What you will do: Copy out the lines of the material below, beginning at the line that contains "In the photograph below, where can the girl's" and continuing through the last line of the material. Omit the pictures from your copy.

━━━ Dataset rows ━━━

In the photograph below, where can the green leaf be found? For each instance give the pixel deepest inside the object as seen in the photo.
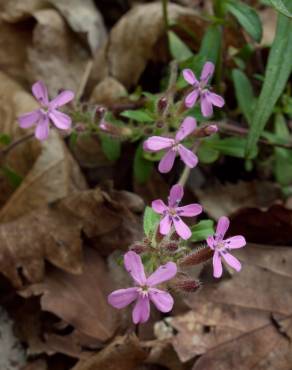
(202, 230)
(281, 7)
(244, 93)
(110, 147)
(178, 49)
(137, 115)
(283, 157)
(206, 154)
(277, 73)
(5, 139)
(232, 146)
(142, 167)
(150, 221)
(211, 43)
(247, 17)
(13, 178)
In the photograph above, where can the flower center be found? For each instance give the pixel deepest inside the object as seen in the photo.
(143, 290)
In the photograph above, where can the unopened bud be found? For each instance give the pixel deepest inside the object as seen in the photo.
(171, 246)
(187, 285)
(197, 257)
(114, 130)
(162, 104)
(205, 131)
(138, 248)
(99, 112)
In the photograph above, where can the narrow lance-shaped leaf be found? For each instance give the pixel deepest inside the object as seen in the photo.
(277, 73)
(247, 17)
(244, 93)
(282, 8)
(211, 43)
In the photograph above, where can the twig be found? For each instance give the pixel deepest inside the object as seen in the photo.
(84, 80)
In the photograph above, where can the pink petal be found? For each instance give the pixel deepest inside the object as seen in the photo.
(162, 274)
(232, 261)
(158, 206)
(165, 225)
(181, 228)
(40, 92)
(29, 119)
(210, 241)
(187, 156)
(141, 311)
(175, 195)
(216, 100)
(60, 120)
(122, 297)
(206, 105)
(42, 129)
(222, 227)
(63, 98)
(190, 77)
(155, 143)
(134, 266)
(217, 265)
(207, 72)
(235, 242)
(187, 127)
(190, 210)
(191, 98)
(163, 301)
(167, 161)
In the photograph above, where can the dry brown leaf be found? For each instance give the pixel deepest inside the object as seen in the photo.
(57, 56)
(133, 41)
(54, 233)
(125, 353)
(225, 199)
(236, 323)
(48, 168)
(84, 18)
(80, 301)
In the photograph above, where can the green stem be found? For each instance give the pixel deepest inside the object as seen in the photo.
(165, 14)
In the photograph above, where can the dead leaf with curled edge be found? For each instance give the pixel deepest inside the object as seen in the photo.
(80, 300)
(48, 169)
(244, 322)
(55, 233)
(56, 56)
(134, 41)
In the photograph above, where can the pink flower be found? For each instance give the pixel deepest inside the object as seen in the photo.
(174, 146)
(145, 290)
(48, 112)
(221, 247)
(207, 98)
(171, 213)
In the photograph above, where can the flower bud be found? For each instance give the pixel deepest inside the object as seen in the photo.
(187, 285)
(162, 104)
(171, 246)
(197, 257)
(138, 248)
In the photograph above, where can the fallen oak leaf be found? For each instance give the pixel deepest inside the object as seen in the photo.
(124, 353)
(80, 300)
(55, 233)
(235, 319)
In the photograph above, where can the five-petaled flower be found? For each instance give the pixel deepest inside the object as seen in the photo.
(145, 289)
(207, 98)
(173, 146)
(221, 247)
(172, 213)
(47, 112)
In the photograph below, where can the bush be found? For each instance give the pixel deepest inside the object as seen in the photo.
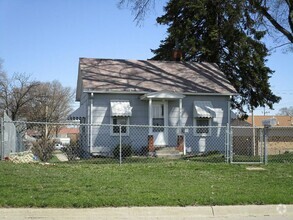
(126, 151)
(72, 151)
(43, 149)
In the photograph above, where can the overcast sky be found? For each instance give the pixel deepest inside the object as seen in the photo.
(45, 38)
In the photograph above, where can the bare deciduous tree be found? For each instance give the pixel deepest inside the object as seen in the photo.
(16, 93)
(275, 15)
(286, 111)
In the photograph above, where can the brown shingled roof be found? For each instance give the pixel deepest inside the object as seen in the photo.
(151, 76)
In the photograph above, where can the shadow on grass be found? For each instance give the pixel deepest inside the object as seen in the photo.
(209, 158)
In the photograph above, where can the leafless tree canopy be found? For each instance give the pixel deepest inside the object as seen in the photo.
(286, 111)
(25, 99)
(140, 8)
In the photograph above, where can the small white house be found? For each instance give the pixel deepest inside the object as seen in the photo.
(154, 93)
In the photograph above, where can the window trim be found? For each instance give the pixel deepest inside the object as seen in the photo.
(112, 126)
(208, 127)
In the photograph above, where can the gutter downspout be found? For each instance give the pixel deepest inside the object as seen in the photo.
(229, 131)
(150, 116)
(91, 121)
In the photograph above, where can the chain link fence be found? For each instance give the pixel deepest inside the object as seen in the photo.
(118, 144)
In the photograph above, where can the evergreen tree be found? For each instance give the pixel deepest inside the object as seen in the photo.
(221, 32)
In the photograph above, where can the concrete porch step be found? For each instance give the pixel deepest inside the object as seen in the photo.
(169, 152)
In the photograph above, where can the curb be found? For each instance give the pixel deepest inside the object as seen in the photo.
(189, 212)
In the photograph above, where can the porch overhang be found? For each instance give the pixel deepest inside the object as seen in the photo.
(78, 114)
(166, 95)
(203, 109)
(121, 108)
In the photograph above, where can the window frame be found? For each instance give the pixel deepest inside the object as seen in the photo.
(195, 124)
(115, 125)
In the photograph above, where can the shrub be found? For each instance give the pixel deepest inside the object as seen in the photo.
(43, 149)
(72, 151)
(126, 151)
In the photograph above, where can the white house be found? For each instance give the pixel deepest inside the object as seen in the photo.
(158, 94)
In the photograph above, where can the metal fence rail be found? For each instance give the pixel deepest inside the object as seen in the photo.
(102, 143)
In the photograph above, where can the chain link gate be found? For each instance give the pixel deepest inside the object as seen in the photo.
(247, 145)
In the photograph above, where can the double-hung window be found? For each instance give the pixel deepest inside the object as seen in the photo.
(121, 111)
(203, 113)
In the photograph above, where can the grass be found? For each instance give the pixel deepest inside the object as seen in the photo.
(166, 183)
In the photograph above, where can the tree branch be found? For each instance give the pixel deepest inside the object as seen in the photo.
(263, 10)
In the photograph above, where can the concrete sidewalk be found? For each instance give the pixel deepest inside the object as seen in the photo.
(147, 213)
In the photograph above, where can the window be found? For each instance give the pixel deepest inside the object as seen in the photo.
(202, 126)
(158, 117)
(118, 120)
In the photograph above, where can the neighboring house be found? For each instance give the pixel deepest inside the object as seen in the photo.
(153, 93)
(282, 121)
(280, 138)
(71, 133)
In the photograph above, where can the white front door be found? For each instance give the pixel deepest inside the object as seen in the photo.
(159, 120)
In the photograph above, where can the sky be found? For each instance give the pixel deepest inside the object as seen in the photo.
(46, 38)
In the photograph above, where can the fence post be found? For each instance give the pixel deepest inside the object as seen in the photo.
(120, 145)
(266, 144)
(227, 149)
(2, 138)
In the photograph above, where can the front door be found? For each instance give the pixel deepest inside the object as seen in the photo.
(159, 120)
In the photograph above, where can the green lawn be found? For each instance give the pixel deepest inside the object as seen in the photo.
(166, 183)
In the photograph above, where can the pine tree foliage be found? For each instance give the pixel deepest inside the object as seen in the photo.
(221, 32)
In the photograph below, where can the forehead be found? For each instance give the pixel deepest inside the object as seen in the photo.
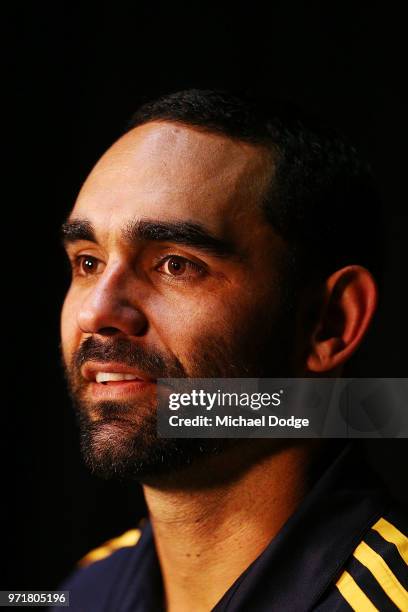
(169, 171)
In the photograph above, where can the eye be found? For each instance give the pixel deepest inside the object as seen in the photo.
(176, 266)
(86, 265)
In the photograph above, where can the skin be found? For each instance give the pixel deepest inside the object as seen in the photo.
(208, 529)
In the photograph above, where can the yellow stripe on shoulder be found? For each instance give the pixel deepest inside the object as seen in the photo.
(393, 535)
(129, 538)
(383, 574)
(355, 597)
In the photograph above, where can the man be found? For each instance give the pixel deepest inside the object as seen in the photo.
(218, 238)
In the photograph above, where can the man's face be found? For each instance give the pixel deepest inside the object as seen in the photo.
(175, 273)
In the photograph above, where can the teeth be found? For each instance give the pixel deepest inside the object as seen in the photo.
(108, 376)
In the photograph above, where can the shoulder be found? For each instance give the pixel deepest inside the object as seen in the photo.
(375, 576)
(99, 571)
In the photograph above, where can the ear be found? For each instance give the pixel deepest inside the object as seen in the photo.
(350, 300)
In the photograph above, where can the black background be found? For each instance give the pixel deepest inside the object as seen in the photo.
(73, 75)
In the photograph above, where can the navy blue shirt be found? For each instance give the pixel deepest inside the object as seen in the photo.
(345, 548)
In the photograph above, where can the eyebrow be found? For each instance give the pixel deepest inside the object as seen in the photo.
(180, 232)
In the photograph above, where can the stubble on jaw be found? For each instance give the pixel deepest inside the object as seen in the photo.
(119, 439)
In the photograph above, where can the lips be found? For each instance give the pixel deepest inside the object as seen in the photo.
(114, 380)
(100, 372)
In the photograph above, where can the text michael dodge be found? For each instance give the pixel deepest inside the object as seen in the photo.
(238, 421)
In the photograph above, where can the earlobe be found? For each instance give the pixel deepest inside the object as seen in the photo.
(349, 303)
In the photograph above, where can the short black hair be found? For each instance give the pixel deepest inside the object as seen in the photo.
(322, 198)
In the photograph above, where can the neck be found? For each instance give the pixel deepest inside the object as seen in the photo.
(208, 531)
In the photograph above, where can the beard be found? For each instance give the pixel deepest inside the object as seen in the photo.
(119, 439)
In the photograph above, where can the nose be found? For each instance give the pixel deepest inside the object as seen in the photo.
(111, 306)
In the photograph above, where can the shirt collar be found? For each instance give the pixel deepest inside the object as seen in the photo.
(303, 558)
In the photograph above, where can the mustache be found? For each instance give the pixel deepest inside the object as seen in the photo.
(151, 361)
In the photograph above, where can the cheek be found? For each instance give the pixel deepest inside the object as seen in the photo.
(185, 324)
(70, 333)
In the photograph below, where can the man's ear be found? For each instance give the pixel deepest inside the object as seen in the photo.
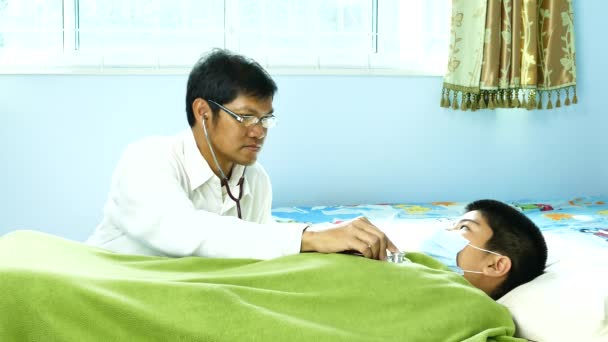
(200, 108)
(498, 266)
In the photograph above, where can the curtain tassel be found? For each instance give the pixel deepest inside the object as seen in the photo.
(491, 103)
(482, 103)
(531, 100)
(549, 101)
(516, 103)
(465, 101)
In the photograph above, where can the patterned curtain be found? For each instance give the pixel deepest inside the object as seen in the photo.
(510, 54)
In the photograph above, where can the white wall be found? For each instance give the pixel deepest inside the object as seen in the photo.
(341, 139)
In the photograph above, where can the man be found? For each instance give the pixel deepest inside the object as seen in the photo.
(494, 246)
(202, 193)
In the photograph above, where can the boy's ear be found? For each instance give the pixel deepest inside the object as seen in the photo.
(498, 266)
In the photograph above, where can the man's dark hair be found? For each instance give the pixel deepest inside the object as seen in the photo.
(221, 76)
(516, 236)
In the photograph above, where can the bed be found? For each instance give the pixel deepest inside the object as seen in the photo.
(54, 289)
(567, 303)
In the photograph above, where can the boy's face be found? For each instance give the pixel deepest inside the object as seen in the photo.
(473, 227)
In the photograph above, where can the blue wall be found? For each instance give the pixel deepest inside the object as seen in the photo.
(341, 139)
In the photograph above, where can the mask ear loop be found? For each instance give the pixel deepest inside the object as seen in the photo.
(223, 179)
(484, 250)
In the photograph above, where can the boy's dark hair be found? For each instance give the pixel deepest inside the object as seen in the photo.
(516, 236)
(221, 76)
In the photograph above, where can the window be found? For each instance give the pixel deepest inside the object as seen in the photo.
(361, 36)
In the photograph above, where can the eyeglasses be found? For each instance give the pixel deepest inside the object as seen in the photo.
(267, 121)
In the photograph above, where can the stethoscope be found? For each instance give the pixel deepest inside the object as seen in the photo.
(224, 179)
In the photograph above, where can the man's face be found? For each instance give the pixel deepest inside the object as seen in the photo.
(231, 140)
(473, 227)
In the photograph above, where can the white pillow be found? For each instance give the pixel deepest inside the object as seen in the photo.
(570, 301)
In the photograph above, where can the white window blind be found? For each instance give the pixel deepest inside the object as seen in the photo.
(293, 36)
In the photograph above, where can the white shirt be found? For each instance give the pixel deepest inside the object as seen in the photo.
(165, 200)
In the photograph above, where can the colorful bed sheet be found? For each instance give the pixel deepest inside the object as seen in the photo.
(581, 217)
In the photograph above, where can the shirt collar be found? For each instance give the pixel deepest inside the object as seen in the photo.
(198, 170)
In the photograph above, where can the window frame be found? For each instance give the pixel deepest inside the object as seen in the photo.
(72, 60)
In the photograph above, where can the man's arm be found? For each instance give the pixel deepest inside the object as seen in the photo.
(148, 203)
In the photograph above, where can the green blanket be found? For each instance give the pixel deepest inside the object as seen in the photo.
(53, 289)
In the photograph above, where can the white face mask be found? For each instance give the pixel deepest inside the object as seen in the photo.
(444, 246)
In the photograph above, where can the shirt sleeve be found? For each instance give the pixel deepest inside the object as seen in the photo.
(149, 204)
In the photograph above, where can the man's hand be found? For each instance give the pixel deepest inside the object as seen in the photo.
(358, 235)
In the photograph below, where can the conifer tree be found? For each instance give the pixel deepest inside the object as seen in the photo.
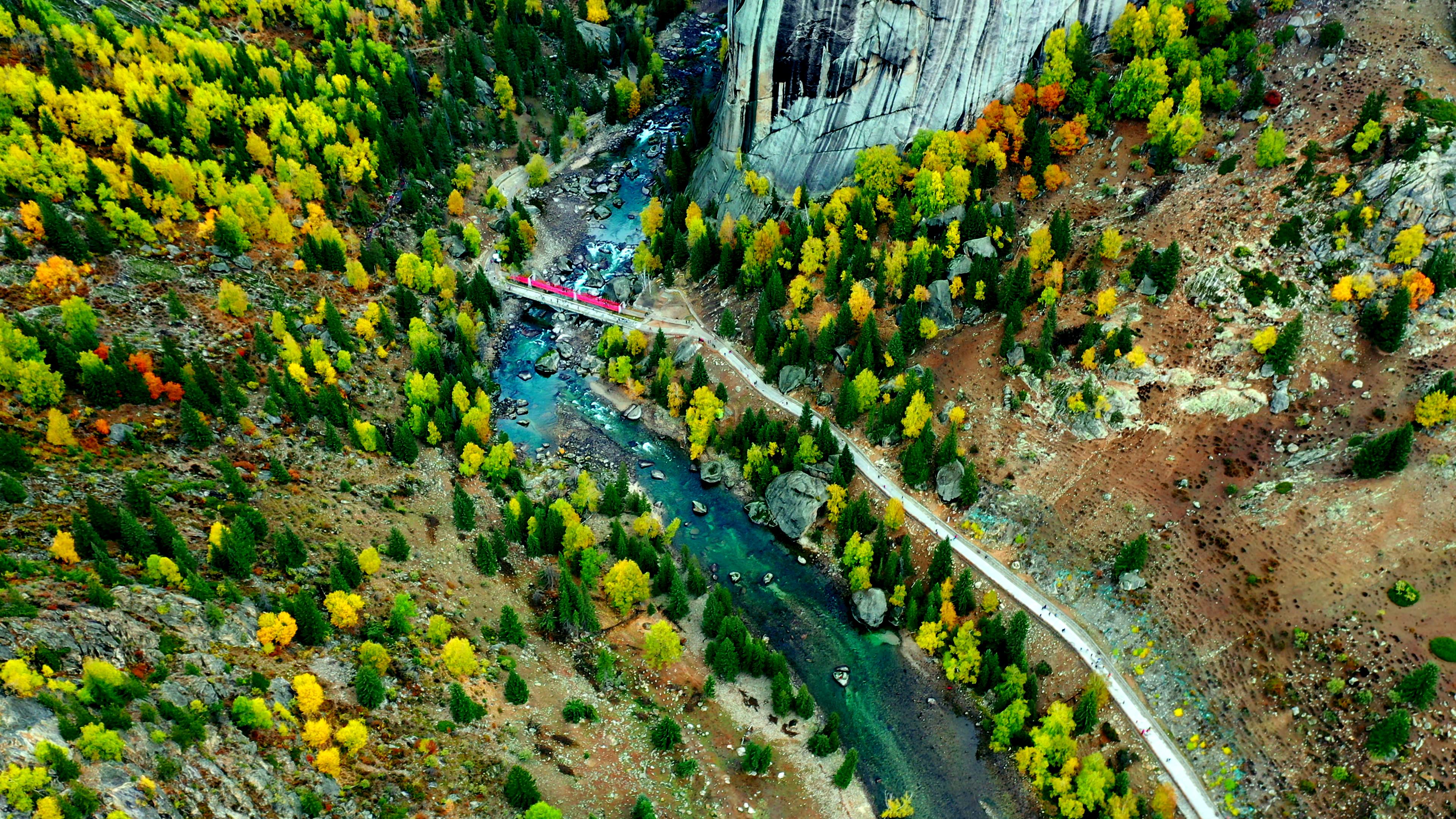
(314, 629)
(367, 687)
(464, 508)
(516, 690)
(397, 547)
(1286, 347)
(485, 560)
(511, 630)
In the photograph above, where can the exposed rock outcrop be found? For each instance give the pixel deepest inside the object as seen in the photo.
(809, 83)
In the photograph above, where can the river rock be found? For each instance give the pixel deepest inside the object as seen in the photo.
(870, 607)
(1279, 401)
(940, 307)
(810, 83)
(759, 513)
(791, 378)
(795, 499)
(948, 482)
(548, 363)
(712, 473)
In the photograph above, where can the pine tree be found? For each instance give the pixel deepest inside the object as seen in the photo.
(1419, 689)
(1390, 735)
(520, 789)
(666, 734)
(726, 661)
(1286, 347)
(485, 560)
(1167, 269)
(1388, 452)
(397, 547)
(196, 432)
(462, 709)
(314, 629)
(1387, 330)
(511, 630)
(970, 486)
(516, 690)
(846, 770)
(464, 506)
(367, 687)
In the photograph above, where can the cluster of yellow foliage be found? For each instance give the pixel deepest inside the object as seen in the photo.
(63, 549)
(57, 278)
(344, 608)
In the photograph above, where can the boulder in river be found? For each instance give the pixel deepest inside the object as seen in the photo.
(791, 378)
(948, 482)
(548, 363)
(759, 513)
(870, 607)
(795, 499)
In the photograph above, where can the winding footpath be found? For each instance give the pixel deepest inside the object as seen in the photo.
(1193, 798)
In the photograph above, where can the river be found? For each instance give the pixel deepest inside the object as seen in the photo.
(906, 742)
(908, 736)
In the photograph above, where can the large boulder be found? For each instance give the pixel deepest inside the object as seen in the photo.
(548, 363)
(791, 378)
(940, 308)
(870, 607)
(795, 499)
(948, 482)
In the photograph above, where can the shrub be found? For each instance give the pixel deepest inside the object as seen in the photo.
(1403, 594)
(1270, 149)
(516, 690)
(666, 734)
(520, 789)
(1390, 735)
(1388, 452)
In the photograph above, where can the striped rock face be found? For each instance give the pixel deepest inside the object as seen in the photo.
(809, 83)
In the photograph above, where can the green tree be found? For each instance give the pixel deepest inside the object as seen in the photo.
(520, 789)
(511, 630)
(1419, 689)
(397, 547)
(726, 661)
(1387, 328)
(1286, 347)
(846, 770)
(1388, 452)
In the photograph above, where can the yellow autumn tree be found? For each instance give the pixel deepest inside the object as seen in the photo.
(627, 585)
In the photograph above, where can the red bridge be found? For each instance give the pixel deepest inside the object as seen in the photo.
(570, 293)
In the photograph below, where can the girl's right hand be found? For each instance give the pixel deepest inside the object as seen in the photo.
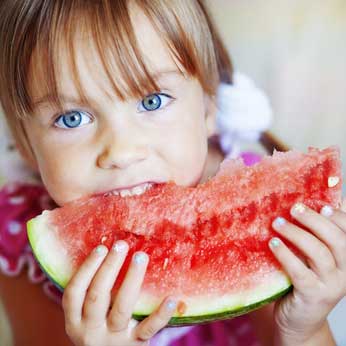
(89, 319)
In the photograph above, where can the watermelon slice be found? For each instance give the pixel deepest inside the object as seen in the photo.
(207, 244)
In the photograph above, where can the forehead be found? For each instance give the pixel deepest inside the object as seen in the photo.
(88, 62)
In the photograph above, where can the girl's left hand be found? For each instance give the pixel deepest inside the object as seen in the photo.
(319, 280)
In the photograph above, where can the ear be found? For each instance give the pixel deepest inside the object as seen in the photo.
(210, 115)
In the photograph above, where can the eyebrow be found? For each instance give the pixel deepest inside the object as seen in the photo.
(46, 98)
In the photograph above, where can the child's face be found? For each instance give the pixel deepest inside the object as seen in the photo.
(115, 144)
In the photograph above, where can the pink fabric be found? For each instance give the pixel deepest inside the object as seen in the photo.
(21, 202)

━━━

Reply:
In the photograph below, where can the girl's right hand be found? For each instance give the pixel deepest inside the object as seen in the photo.
(89, 319)
In the photograph above, where can the watermelon slice be found? For each instance give the pixel deepest inside the object as seen in the photo.
(207, 244)
In the photograph above, where can the forehead be found? For each instance give the pixel deepest inside the object as seen in the photo.
(88, 62)
In the photograph above, where can the girl's left hand be found? For each instance give the pixel deepest inside the object as seen in the photo.
(319, 280)
In the photograph above, where can the ear be found? For each instance give the pixel deepest inside the object as seen in the photo.
(210, 115)
In the photograph above, where can the eyebrow be found? For each instance give the pixel deepest inside the object as seen in the photo.
(46, 98)
In the photograph above, where can the child's face be found? For each instance give the pixel deepest inside the object as seen in the photo.
(115, 144)
In the photograph above, where can the pink fabric be found? For each instance give the pixel deepest inside the object as seen in the photo.
(21, 202)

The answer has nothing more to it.